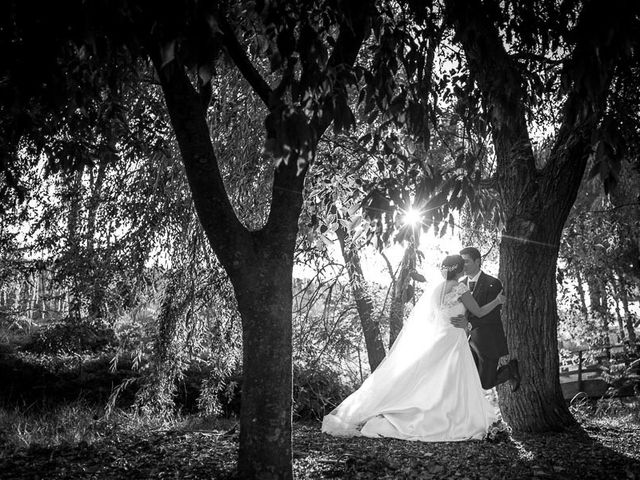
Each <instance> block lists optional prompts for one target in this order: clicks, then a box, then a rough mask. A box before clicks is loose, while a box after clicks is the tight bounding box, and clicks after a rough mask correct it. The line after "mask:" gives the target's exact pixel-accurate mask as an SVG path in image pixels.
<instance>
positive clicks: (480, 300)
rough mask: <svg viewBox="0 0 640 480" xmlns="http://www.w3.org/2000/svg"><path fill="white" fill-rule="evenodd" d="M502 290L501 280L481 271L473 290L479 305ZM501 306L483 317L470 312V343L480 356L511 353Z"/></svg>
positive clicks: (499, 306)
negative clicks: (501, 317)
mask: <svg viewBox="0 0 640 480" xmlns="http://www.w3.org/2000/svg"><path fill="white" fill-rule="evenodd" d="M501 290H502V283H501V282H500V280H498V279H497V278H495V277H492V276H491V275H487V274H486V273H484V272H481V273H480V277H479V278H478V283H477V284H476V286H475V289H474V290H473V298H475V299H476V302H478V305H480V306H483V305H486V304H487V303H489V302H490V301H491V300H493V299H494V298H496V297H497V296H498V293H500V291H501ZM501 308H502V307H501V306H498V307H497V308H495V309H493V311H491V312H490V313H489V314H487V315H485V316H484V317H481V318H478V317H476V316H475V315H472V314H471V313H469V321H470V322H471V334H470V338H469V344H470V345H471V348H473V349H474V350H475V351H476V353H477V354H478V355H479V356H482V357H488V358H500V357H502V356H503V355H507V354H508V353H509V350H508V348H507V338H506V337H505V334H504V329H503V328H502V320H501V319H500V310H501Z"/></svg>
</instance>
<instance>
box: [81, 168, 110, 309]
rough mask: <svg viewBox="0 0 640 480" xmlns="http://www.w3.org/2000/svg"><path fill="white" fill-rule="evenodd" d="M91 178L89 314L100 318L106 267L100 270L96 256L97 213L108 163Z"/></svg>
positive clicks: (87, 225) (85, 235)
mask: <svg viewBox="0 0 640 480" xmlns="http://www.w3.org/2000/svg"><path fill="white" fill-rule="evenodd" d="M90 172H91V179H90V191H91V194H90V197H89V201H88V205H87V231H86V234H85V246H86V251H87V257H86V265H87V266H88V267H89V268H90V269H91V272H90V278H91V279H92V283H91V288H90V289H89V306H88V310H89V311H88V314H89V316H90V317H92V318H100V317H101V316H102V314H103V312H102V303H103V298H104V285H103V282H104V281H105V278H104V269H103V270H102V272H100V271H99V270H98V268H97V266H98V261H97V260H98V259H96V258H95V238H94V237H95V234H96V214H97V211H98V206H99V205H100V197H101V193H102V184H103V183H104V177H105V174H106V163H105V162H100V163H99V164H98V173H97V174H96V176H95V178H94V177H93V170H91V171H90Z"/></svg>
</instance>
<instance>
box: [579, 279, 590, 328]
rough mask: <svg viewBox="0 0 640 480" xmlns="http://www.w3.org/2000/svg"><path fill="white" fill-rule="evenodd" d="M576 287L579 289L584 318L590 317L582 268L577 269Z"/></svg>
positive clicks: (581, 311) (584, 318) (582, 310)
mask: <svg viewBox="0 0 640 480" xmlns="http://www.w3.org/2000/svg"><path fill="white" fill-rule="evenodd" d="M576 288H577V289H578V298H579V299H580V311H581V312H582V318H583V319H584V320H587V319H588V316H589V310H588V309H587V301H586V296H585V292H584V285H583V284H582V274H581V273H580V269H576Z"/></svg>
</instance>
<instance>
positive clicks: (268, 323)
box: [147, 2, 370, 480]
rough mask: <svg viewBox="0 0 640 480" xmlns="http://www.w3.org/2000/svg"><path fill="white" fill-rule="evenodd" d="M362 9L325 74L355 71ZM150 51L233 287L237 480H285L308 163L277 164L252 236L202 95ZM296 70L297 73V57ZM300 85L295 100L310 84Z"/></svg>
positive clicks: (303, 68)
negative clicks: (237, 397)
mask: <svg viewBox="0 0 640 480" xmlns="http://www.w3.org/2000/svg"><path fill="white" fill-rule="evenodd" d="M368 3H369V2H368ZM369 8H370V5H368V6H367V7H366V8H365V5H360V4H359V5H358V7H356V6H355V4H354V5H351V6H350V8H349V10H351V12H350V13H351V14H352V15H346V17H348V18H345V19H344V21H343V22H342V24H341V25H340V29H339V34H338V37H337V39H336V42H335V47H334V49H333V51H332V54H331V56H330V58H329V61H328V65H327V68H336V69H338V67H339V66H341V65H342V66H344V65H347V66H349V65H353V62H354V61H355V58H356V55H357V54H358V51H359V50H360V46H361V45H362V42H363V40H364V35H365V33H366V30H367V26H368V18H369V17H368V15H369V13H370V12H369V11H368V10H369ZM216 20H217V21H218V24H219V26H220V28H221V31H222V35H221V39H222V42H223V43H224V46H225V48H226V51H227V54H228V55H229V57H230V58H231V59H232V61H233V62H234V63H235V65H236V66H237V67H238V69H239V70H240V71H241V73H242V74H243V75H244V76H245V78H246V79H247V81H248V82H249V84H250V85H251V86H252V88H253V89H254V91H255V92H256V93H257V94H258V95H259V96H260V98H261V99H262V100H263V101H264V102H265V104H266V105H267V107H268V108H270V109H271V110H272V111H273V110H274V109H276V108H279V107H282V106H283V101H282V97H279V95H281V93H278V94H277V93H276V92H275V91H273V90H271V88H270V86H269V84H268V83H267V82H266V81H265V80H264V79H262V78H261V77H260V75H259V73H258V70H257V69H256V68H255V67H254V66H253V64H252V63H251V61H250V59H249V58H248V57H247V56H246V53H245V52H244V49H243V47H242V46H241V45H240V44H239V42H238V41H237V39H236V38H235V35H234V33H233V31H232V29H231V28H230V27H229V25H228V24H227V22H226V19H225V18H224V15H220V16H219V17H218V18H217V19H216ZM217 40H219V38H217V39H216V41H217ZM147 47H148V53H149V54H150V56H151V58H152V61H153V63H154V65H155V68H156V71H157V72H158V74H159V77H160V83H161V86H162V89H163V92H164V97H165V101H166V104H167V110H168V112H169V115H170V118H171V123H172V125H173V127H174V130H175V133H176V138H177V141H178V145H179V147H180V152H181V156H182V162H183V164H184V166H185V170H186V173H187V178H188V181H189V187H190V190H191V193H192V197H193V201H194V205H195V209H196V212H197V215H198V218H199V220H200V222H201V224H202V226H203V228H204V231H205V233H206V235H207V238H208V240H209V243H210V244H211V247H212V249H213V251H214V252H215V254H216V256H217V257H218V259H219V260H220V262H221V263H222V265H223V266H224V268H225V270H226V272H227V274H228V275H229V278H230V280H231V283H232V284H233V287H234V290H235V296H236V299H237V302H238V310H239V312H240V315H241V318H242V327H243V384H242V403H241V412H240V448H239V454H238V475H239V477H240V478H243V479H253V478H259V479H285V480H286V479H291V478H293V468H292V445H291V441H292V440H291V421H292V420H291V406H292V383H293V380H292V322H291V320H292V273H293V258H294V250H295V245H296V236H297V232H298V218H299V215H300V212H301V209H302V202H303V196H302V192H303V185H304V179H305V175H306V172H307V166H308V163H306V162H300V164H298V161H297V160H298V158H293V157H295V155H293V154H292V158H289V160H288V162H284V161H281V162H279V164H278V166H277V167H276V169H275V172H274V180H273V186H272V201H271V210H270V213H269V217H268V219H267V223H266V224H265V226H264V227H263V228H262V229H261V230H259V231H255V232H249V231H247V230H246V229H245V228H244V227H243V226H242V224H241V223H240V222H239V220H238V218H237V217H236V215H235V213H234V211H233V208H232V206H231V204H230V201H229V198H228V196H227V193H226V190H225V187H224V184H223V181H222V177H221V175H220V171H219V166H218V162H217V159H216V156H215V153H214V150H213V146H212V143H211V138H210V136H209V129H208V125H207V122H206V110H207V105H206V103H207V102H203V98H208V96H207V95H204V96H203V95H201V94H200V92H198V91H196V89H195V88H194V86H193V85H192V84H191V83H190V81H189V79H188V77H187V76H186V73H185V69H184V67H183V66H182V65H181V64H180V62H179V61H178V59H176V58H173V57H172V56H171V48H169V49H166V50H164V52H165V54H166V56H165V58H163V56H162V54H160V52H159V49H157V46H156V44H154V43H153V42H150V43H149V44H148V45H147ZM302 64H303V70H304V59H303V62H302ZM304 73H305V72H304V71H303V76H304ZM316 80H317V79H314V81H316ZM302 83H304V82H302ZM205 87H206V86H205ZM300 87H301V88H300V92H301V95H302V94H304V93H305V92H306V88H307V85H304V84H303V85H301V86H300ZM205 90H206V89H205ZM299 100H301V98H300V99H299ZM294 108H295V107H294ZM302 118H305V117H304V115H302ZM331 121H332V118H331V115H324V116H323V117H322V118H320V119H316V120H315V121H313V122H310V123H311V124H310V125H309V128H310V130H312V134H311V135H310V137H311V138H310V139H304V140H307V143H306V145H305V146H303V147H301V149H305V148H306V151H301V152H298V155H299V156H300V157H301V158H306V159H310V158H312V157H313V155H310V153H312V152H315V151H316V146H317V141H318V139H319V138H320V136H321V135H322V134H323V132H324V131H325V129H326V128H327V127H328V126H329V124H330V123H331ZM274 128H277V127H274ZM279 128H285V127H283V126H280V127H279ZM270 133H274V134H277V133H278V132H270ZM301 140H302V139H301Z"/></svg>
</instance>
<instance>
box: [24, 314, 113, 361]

------------------------------------------------------------

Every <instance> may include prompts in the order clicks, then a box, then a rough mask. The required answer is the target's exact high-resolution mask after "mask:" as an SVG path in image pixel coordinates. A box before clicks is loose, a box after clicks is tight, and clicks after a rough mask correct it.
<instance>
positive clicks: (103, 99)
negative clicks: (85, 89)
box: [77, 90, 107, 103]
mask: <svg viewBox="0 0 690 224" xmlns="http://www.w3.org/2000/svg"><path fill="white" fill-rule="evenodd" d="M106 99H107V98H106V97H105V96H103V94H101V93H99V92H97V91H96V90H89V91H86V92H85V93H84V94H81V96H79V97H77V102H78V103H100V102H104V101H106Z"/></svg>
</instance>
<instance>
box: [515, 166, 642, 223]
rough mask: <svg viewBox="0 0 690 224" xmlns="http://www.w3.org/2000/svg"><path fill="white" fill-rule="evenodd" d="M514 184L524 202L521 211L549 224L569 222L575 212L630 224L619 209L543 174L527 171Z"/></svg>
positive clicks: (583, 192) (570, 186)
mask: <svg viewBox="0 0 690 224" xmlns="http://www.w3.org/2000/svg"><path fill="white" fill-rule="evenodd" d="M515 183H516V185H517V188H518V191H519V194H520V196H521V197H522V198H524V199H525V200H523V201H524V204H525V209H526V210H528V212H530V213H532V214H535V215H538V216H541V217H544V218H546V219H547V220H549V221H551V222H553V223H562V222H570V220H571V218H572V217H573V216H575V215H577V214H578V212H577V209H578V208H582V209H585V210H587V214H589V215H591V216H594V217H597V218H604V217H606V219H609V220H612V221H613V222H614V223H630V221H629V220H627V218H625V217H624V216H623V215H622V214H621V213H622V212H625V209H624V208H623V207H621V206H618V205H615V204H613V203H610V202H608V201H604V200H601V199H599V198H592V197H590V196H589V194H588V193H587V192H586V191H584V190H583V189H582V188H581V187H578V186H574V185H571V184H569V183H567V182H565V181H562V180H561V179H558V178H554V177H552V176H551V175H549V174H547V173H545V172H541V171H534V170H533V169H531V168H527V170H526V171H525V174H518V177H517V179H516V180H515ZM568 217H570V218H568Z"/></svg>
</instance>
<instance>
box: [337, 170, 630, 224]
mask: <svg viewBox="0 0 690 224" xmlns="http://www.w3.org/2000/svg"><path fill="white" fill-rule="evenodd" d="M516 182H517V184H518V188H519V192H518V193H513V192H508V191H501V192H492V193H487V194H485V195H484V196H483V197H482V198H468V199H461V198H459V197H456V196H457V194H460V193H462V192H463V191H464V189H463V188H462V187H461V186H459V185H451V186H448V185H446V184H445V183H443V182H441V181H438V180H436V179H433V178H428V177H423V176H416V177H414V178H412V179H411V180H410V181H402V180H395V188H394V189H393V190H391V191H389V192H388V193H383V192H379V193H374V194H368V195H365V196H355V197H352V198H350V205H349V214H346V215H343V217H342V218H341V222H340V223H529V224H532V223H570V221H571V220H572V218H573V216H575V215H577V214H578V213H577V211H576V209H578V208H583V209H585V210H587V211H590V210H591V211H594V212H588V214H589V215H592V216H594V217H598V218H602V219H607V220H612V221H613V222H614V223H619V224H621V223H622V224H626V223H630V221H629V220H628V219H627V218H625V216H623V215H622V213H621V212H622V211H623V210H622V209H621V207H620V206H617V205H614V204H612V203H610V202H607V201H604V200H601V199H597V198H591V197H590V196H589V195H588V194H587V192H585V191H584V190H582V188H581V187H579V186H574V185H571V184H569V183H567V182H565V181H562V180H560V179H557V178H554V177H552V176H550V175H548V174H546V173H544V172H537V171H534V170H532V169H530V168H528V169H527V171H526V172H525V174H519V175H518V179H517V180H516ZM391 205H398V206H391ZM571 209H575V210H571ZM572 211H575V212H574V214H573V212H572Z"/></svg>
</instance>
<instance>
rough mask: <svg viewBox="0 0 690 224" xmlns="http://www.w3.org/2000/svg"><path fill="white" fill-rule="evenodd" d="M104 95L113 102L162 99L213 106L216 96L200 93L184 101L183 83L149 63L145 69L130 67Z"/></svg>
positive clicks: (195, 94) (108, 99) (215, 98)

------------------------------------------------------------

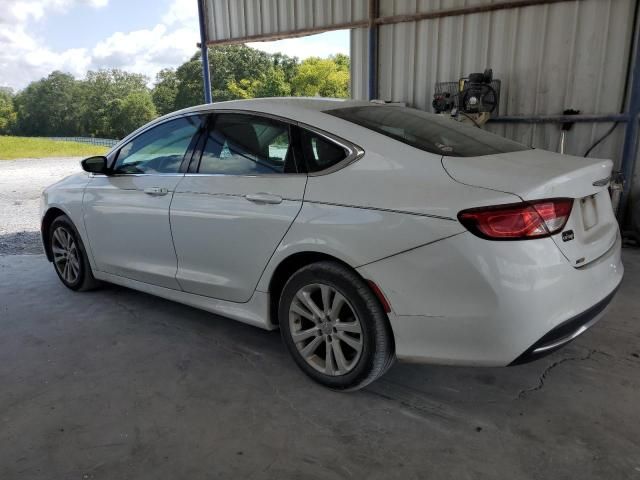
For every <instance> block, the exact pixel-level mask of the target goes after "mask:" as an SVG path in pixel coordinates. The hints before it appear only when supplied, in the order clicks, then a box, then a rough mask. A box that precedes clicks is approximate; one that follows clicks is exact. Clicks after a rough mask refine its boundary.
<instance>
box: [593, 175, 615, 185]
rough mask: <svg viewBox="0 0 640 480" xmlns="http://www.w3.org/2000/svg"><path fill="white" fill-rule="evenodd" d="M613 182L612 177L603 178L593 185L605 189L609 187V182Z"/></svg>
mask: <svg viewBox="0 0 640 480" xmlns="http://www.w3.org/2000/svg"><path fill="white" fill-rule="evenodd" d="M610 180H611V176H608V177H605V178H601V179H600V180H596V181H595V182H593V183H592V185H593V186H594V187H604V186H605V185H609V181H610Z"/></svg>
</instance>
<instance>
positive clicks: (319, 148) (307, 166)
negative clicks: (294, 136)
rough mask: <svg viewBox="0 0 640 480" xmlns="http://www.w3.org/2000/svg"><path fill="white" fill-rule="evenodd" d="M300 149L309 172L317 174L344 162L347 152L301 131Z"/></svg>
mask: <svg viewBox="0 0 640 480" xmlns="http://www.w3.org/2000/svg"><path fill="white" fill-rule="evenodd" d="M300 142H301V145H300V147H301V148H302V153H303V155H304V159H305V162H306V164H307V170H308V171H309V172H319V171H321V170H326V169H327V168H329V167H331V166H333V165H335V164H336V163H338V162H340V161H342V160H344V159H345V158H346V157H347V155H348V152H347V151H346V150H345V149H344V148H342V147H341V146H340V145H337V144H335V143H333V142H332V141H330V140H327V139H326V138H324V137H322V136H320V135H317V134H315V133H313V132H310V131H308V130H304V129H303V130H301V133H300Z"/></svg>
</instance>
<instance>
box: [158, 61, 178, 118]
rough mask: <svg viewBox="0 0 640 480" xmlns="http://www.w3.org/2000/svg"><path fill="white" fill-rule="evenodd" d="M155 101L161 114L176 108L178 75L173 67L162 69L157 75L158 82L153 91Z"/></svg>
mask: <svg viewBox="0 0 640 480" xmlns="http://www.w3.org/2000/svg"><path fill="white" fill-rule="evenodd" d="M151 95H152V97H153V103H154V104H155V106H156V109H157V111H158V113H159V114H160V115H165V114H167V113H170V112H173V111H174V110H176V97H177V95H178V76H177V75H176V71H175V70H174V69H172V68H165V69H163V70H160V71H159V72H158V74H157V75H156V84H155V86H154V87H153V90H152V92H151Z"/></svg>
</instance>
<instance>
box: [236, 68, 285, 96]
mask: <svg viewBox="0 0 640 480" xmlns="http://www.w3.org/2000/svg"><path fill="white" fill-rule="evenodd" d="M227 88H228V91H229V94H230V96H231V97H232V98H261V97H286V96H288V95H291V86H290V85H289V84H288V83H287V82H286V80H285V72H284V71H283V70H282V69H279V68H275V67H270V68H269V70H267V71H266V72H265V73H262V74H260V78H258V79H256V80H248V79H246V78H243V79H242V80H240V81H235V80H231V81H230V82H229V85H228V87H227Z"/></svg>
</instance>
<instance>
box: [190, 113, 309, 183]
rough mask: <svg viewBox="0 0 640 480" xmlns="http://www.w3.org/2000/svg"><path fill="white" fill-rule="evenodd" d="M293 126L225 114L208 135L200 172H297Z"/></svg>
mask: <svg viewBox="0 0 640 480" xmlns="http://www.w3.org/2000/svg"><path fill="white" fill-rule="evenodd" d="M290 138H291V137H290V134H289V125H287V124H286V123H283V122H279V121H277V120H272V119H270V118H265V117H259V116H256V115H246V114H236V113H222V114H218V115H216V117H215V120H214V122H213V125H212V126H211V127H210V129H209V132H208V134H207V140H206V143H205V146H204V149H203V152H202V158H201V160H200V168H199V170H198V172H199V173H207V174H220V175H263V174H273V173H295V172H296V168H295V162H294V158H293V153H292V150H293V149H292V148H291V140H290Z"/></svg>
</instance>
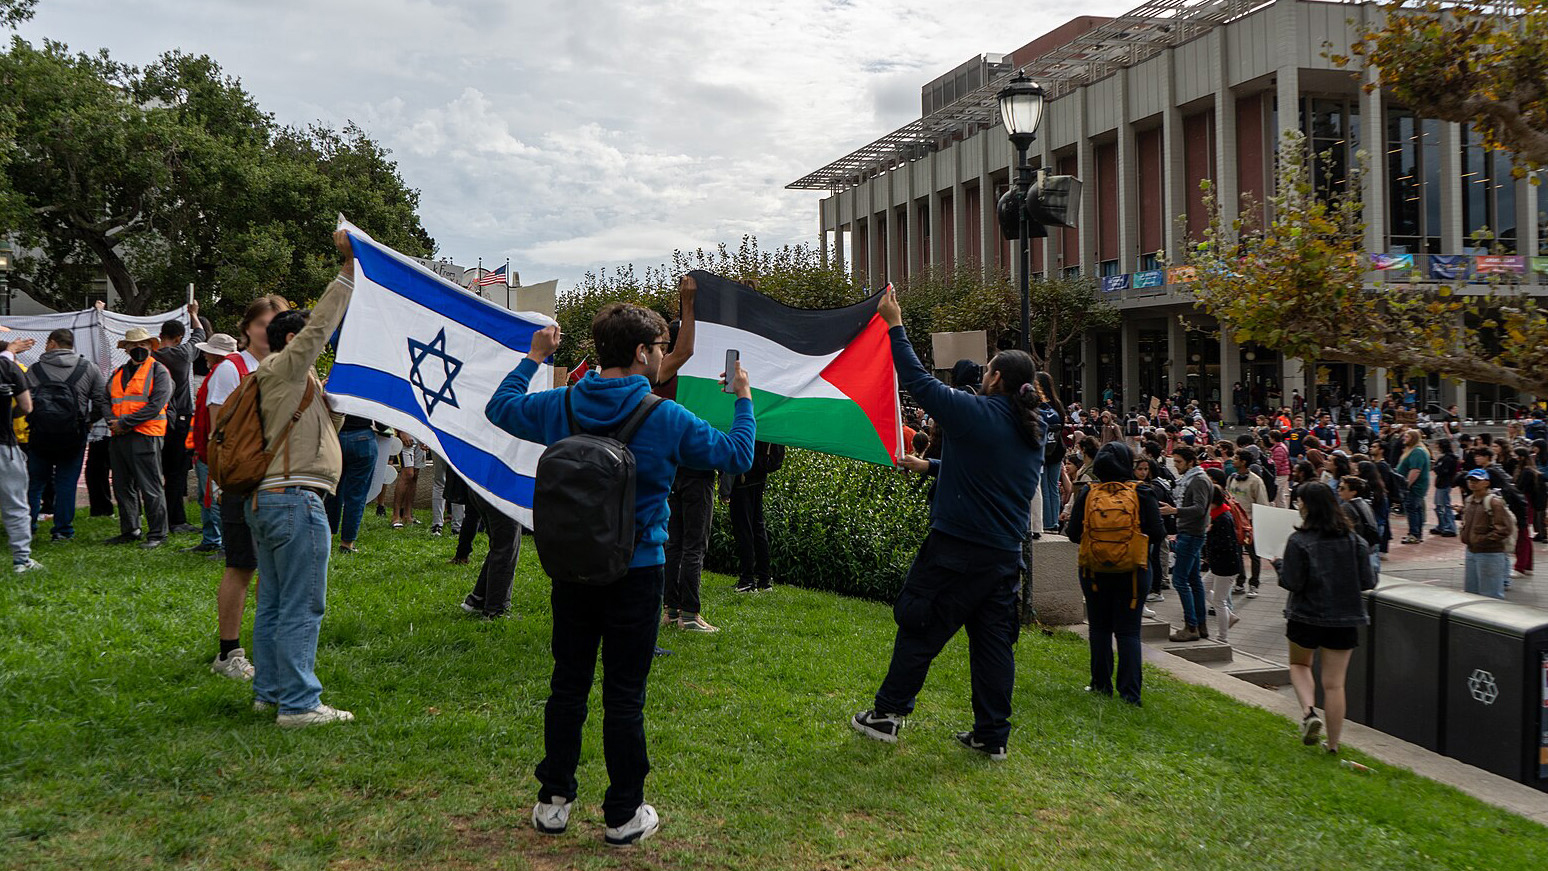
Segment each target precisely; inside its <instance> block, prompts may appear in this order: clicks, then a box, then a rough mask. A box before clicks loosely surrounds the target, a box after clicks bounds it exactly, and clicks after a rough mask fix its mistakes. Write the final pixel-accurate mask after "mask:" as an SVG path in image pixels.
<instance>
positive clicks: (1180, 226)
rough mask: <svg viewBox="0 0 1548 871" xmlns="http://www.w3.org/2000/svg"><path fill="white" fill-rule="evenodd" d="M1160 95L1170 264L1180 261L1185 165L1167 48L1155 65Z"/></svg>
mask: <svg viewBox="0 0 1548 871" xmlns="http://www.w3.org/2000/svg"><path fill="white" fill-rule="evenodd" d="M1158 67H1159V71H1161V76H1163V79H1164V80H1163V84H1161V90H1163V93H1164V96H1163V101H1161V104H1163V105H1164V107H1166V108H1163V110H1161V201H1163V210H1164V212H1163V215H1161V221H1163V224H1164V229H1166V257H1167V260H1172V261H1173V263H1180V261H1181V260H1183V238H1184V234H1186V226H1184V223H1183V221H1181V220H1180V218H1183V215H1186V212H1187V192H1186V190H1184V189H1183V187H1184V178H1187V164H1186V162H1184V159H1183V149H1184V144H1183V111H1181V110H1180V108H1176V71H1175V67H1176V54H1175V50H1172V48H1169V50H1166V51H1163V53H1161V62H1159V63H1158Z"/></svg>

------------------------------------------------------------

#### DESCRIPTION OF THE TASK:
Can you return the records from the line with "Each <instance> block" up to and including the line with "positive clicks: (499, 306)", with "rough mask" changed to "coarse mask" and nothing else altered?

#### OUTPUT FOR THIS EXERCISE:
Each <instance> block lists optional prompts for one target in this order: clicks, then a box, then a coarse mask. A box before clicks is loose, while a box after clicks is the tight bounding box, and clicks after a coarse mask correct it. The line after "mask:" gives the target's exact pixel-accurate mask as an SVG path in image pixels.
<instance>
positive clicks: (480, 300)
coarse mask: <svg viewBox="0 0 640 480" xmlns="http://www.w3.org/2000/svg"><path fill="white" fill-rule="evenodd" d="M502 290L501 280L481 271L473 290L479 305ZM501 306L483 317L470 312V343L480 356L511 353Z"/></svg>
positive clicks: (499, 306)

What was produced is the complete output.